* **EXCERPT PROVIDED**
○ ○ ○ ○

The “Normality” Of A Broken Health System

By Jedidia Abanga
Kweku Agyeman-Manu, Health MinisterKweku Agyeman-Manu, Health Minister
17.04.2018 LISTEN

A few weeks ago I posted something I saw on the streets of Ghana which I found quite distressing. A helpless patient was being conveyed in a taxi in the hospital in addition to this, the poor relatives of this victim were subjected to a humiliating ordeal of having to run through the traffic, beg drivers to give way to taxi carrying their relatives. However I found it horrifying that after I had posted this on my timeline, most comments on this post failed to see that is was wrong in the first place for a patient to be carried in taxi instead of being conveyed by a well equipped ambulance with qualified paramedics on board. The concentration was rather on the failure of drivers to give way. That was when it dawned me that we have gotten so used to the abnormal that it has eventually become a “new normal”.

Fast forward to last week, I saw a trending subject on social media, when a gentleman reportedly carried his uncle in his car to the Korle- bu teaching hospital and polyclinics respectively in which he lost his uncle again due to inefficient health care system. Just when I taught I had seen and heard the worst of our broken health care system, I was shocked to the marrow this time to see a video again on social media in which a little girl purportedly hit by driver was carried behind a car, the little said about the handling of the victim the better. Your guess is as good as mine as to what happened to this girl, she lost her life.

○ ○ ○ ○

* **DATASET CONTENT**
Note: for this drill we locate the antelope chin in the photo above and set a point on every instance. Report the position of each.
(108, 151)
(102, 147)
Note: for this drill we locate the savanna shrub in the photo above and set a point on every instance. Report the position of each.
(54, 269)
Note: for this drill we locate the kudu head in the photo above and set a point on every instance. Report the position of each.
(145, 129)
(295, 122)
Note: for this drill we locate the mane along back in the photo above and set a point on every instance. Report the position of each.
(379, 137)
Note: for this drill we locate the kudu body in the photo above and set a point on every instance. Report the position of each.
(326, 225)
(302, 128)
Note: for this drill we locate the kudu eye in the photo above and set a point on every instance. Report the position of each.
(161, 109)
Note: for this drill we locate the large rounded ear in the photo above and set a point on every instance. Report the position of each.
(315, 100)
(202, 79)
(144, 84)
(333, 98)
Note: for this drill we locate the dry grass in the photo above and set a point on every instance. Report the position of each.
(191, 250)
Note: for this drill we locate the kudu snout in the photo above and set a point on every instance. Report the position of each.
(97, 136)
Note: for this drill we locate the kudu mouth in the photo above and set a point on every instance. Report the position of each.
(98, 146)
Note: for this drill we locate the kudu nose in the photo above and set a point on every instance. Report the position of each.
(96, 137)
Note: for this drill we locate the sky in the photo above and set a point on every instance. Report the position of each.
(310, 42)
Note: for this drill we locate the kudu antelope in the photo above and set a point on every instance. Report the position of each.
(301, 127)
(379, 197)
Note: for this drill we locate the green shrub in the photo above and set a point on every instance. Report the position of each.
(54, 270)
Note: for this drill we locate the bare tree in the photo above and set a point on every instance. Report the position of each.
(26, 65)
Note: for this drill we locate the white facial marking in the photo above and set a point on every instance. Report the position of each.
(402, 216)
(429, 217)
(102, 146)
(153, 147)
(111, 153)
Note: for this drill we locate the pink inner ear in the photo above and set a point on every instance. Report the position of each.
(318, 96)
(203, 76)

○ ○ ○ ○

* **EXERCISES**
a) Using the Ghana health system article, say whether each statement agrees with it. Answer yes or no and quote the words of the article that decide it.
(i) The writer posted about a patient who was being carried in a taxi.
(ii) Most comments on that post focused on drivers not giving way.
(iii) The gentleman took his uncle to the hospital in an ambulance.
b) Answer these questions from the Ghana health system article:
(i) Who is named as Health Minister?
(ii) What date is given near the top?
(iii) What happened to the little girl in the video?

* **RESPONSES FOR EACH TASK**
a)
(i) Yes: "A helpless patient was being conveyed in a taxi"
(ii) Yes: "The concentration was rather on the failure of drivers to give way."
(iii) No: "a gentleman reportedly carried his uncle in his car"

b)
(i) Kweku Agyeman-Manu
(ii) 17.04.2018
(iii) She lost her life.